[What this task involves]
Each entry below is to be transcribed exactly.

[Provided entries]
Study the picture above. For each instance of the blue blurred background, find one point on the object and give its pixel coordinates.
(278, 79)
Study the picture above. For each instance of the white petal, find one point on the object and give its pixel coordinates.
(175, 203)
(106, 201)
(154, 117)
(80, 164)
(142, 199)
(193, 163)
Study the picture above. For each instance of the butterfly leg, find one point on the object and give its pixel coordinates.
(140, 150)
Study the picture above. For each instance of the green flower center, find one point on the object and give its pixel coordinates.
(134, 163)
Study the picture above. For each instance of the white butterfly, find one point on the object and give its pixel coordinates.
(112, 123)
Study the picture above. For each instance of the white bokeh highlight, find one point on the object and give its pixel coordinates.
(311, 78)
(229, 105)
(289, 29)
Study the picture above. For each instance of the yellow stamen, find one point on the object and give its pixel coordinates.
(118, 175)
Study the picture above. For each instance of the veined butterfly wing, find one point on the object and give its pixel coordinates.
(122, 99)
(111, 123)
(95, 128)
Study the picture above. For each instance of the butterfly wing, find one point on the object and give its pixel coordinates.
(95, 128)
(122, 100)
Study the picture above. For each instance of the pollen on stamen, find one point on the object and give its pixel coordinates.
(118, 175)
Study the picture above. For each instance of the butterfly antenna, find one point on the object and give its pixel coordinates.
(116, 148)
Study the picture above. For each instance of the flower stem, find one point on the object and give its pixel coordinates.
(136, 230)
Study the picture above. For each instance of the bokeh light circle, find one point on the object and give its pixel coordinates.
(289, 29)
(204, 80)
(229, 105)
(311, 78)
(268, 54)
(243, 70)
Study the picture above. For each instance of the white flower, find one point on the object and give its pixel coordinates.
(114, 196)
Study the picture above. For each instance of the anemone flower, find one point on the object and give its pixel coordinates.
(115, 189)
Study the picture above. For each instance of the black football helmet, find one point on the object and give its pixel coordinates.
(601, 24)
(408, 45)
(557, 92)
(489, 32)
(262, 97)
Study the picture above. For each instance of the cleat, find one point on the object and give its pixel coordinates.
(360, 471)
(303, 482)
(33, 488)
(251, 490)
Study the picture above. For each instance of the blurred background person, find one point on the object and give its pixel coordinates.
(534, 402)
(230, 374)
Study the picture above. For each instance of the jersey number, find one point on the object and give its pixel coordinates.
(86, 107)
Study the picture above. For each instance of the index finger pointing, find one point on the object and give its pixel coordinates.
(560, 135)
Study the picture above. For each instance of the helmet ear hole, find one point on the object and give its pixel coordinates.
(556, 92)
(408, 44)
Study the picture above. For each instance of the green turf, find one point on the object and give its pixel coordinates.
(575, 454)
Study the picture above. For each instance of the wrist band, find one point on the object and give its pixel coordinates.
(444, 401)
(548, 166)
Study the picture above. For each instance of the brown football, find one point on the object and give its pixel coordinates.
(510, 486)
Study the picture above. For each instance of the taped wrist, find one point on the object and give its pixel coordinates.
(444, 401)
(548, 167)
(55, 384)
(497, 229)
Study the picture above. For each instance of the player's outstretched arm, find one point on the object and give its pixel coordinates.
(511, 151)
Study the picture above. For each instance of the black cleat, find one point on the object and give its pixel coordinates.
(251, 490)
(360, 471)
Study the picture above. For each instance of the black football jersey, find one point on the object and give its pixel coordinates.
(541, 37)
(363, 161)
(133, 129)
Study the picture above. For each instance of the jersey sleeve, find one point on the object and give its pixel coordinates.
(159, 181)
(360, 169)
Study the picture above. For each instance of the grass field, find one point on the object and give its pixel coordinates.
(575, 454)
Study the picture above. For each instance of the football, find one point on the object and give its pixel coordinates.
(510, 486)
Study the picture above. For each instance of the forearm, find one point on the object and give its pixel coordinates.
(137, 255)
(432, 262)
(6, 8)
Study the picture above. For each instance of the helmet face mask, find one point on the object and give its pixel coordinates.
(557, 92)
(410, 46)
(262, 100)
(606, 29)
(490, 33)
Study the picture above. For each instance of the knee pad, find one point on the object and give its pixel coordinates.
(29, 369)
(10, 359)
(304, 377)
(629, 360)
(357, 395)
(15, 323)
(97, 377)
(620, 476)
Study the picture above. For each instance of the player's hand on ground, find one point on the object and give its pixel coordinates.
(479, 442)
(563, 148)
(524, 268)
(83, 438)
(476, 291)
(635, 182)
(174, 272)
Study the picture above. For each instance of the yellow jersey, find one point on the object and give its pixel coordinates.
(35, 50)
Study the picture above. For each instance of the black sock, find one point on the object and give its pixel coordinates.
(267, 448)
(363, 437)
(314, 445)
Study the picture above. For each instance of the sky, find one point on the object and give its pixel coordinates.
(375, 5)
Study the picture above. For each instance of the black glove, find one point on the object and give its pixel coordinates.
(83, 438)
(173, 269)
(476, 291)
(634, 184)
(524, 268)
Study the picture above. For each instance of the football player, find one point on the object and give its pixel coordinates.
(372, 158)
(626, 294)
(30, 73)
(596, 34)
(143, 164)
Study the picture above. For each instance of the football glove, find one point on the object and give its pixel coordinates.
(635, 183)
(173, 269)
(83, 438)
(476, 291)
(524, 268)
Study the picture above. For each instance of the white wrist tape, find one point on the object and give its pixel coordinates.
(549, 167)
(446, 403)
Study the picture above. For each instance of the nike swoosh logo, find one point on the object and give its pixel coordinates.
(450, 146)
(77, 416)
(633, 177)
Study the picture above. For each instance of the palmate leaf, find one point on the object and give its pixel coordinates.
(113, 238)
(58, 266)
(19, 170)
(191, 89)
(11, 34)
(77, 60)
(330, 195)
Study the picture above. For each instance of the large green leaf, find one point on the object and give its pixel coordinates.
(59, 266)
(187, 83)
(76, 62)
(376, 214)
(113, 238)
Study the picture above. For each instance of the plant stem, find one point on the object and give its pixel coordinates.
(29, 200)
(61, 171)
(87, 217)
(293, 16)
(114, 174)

[Written response]
Study the picture above. For each instance of the blue blurred background, find one point on the object and give its pixel coordinates.
(278, 79)
Study the picture above. For each instance of the white petal, find one point on the object and give its pixel coordinates.
(175, 203)
(106, 201)
(154, 117)
(80, 164)
(142, 199)
(193, 163)
Study the picture above. For each instance of the butterfly leg, find one point on the object and give its pixel coordinates.
(140, 150)
Study the picture above. For each instance of the green flower center, find one point on the object and give its pixel coordinates.
(134, 163)
Study the picture above. For each instance of the white butterfly, find one point on the object and give its pixel coordinates.
(112, 123)
Study the picture above. For each instance of the white bokeh highlight, find one point on the object and give its pixel coordinates.
(311, 78)
(229, 105)
(289, 29)
Study the picture above. For each instance of the yellow stamen, find one point on the object and give its pixel coordinates.
(118, 175)
Study the picture above. For each instance of the veined butterfly wing, find one point on the object and give its pixel coordinates.
(122, 99)
(111, 123)
(95, 128)
Study the picture above. For each instance of the butterfly wing, find one point on the object and give its pixel coordinates.
(95, 128)
(122, 100)
Study the picture above. For each instance of the pollen on stamen, find one point on the object and give its pixel coordinates.
(118, 175)
Study the picture above. For each instance of the butterfly antenna, find one point on the object and give its pixel coordinates.
(116, 148)
Study the picture above. For each instance of the flower stem, find one point on the object and give its pixel coordinates.
(136, 230)
Study the picture above. For each instance of the bokeh light circle, find one point on the object and give its pixel coordinates.
(289, 29)
(204, 80)
(229, 105)
(311, 78)
(268, 54)
(243, 70)
Study the picture above. For each instance of the white flower, find one point on the object and give its pixel coordinates.
(114, 196)
Study the picture above. For each instance of the anemone flower, find one point on the object and give its pixel coordinates.
(115, 189)
Study the picture above. For each instance of the black football helmet, find one point on the object and give its pixel coordinates.
(601, 24)
(408, 45)
(557, 92)
(489, 32)
(262, 97)
Study the picture above. For each instance of the cleat, find one point on the object and give its pixel coordinates.
(360, 471)
(303, 482)
(33, 488)
(251, 490)
Study the picture above. For each instance of the blurred background person, find one point on the object and give its pixel coordinates.
(534, 402)
(230, 374)
Study the picture above. For each instance of the jersey number, find one point on the object and give its pixel coordinates.
(86, 107)
Study the picture above. For each instance of the index finger pointing, find one point on the object and give its pixel coordinates.
(560, 135)
Study the picture above. For each instance of the helmet ear hole, find one point on the object and give its pixel coordinates.
(556, 92)
(408, 44)
Study the picture above. For each instance of the green turf, find one point on the object and give its pixel coordinates.
(575, 454)
Study the picture above. For each instance of the wrist band, find one point on the object and give its pixel coordinates.
(444, 401)
(548, 166)
Study the picture above. For each instance of the brown football, find one point on the object and give its pixel coordinates.
(510, 486)
Study the picture above. For each instance of the taped wrist, find one point on the object and give its pixel coordinates.
(444, 401)
(548, 167)
(55, 384)
(497, 229)
Study the picture above. For each instance of the player's outstretched arm, find one point on the object and give its pixel coordinates.
(511, 151)
Study the picture above. For each instance of the black cleat, find one point on the object and give its pixel coordinates.
(251, 490)
(360, 471)
Study the picture above. For each instance of the black football jersey, find one point on the object and give its pixel coordinates.
(541, 37)
(363, 161)
(133, 129)
Study the picture above. For each instance of the jersey sleeve, find one point on the object and give its pixel coordinates.
(159, 181)
(360, 169)
Study the picture above. For each instance of the grass field, find one point on the object and give its pixel coordinates.
(575, 454)
Study the picture above. For each instance of the football, find one point on the object and give its pixel coordinates.
(510, 486)
Study the picture above. For each instance of the forearm, find one point on the object and give its pixel coordinates.
(137, 255)
(432, 262)
(6, 8)
Study the picture above. For each instance of the helmet face mask, find one point on the object and give its pixel coordinates.
(557, 92)
(410, 46)
(262, 100)
(606, 29)
(490, 33)
Study the picture above. For each instance of the knee pad, find one point on the object and give its pixel coordinates.
(29, 369)
(10, 359)
(304, 377)
(629, 360)
(357, 395)
(15, 323)
(97, 377)
(620, 476)
Study the picture above. For each instance of the player's hand on ground, find one point on the object and give its pixel coordinates.
(479, 442)
(563, 148)
(524, 268)
(83, 438)
(476, 291)
(635, 182)
(174, 272)
Study the picture above. For each instance of the yellow jersey, find one point on the object and give its pixel coordinates.
(35, 50)
Study the picture above. For each instance of the black sock, find one point on the object and give its pixel coordinates.
(267, 448)
(363, 437)
(314, 445)
Study the picture above. For each instance of the sky, find one point on the object and give its pixel coordinates.
(375, 5)
Study the picture above. For each instance of the black glove, find one point on the object and give its pixel coordinates.
(83, 438)
(173, 269)
(476, 291)
(634, 184)
(524, 268)
Study the picture above. For each instance of the football player, find one point on the object and give its pixel coordinates.
(372, 158)
(626, 294)
(30, 73)
(596, 34)
(143, 164)
Study the picture above. For each instance of the football glove, find one point on the object and give its pixel coordinates.
(635, 183)
(173, 269)
(83, 438)
(476, 291)
(524, 268)
Study the picture above. For each instance of the white wrist tape, find one point on the object and give its pixel coordinates.
(549, 167)
(446, 403)
Study the picture above. For each instance of the nike swoosh logo, find one point on the object and give its pixel coordinates.
(450, 146)
(77, 416)
(633, 177)
Study the picture above. For each instance of the palmate leaf, find one point on the object and give its pixel coordinates.
(113, 238)
(58, 266)
(19, 170)
(191, 89)
(11, 34)
(77, 60)
(330, 195)
Study the picture above. For each instance of the large green leaf, find one point on the object and give its pixel coordinates.
(59, 266)
(187, 83)
(76, 62)
(376, 214)
(113, 238)
Study the picture above. For each instance of the plant stem, find one point on the object and give its pixel coordinates.
(29, 200)
(61, 171)
(87, 217)
(293, 16)
(114, 174)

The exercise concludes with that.